> [Written request]
Print without any change the lines from the one containing "# test: point out the stone building, one" through the final line, including both of those lines.

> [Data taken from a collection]
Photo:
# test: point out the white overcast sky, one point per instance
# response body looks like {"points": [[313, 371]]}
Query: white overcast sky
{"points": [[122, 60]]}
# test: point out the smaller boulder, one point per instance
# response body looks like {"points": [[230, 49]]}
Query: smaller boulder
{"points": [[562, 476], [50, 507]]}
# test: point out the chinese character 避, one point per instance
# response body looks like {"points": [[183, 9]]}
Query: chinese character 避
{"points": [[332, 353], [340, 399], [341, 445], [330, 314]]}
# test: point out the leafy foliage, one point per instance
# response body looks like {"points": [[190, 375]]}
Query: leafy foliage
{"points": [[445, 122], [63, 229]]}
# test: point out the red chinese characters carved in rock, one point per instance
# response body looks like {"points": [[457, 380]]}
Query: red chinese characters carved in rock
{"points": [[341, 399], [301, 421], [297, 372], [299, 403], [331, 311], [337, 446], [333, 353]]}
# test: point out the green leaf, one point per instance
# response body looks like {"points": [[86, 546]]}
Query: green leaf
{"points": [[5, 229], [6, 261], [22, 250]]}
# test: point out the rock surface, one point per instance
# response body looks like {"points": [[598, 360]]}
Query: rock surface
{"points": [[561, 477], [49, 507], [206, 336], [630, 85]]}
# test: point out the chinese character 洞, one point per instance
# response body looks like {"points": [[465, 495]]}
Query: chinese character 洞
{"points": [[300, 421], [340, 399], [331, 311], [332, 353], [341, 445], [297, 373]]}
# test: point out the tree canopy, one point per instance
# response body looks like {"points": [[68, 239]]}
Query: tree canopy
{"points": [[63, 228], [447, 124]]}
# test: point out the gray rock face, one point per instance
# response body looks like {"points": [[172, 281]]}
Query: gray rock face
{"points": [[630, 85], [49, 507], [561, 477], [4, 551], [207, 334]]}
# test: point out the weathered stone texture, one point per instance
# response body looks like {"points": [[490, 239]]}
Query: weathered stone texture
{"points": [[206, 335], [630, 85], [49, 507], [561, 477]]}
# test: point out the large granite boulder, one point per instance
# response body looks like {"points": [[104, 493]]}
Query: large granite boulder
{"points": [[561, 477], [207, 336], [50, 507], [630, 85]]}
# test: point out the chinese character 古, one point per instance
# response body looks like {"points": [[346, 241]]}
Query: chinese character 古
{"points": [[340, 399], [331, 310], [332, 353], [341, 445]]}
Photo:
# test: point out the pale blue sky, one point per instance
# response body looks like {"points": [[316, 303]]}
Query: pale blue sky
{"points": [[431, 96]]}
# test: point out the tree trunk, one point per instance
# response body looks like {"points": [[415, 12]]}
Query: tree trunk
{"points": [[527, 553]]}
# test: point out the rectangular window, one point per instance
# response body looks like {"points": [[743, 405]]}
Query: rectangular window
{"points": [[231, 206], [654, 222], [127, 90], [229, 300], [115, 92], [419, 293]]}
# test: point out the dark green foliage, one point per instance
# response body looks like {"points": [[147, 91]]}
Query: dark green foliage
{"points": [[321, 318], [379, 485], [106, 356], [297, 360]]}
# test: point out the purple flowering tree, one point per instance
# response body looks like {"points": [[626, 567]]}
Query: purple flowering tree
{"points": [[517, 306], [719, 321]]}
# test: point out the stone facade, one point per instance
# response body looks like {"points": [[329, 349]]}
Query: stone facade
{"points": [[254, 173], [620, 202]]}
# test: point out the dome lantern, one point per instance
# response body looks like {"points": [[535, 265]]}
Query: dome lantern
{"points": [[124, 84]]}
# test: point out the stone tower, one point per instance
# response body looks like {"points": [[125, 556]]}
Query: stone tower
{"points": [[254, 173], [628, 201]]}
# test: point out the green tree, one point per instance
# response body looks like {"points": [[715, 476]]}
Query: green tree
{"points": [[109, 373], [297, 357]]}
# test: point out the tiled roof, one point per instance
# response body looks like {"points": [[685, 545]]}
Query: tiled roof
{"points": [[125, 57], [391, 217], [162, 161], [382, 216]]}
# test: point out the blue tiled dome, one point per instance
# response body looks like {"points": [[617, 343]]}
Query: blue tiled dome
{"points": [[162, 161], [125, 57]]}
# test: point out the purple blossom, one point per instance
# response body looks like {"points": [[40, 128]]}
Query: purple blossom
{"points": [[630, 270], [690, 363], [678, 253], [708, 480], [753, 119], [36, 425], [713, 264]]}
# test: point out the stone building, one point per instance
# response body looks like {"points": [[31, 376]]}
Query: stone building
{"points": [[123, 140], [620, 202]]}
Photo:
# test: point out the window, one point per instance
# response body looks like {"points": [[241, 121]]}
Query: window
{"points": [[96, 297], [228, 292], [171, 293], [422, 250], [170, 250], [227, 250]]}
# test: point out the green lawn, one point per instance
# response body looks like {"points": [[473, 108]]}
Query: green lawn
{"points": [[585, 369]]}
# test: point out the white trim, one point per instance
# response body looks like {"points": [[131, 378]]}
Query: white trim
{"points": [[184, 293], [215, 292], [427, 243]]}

> [The reply]
# test: point out the stone building, one point per instance
# response body looks like {"points": [[31, 376]]}
Query: stone building
{"points": [[123, 140], [620, 202]]}
Photo:
# test: point out the window, one point per instance
# response body looks like {"points": [[241, 121]]}
Query: window
{"points": [[96, 297], [228, 292], [171, 293], [422, 250], [170, 250], [227, 250]]}
# test: point out the green lawn, one point per instance
# response body looks like {"points": [[473, 108]]}
Query: green lawn
{"points": [[585, 369]]}
# test: point out the white trim, one point per instance
# response body looks like {"points": [[131, 378]]}
Query: white trim
{"points": [[184, 293], [215, 292], [427, 243]]}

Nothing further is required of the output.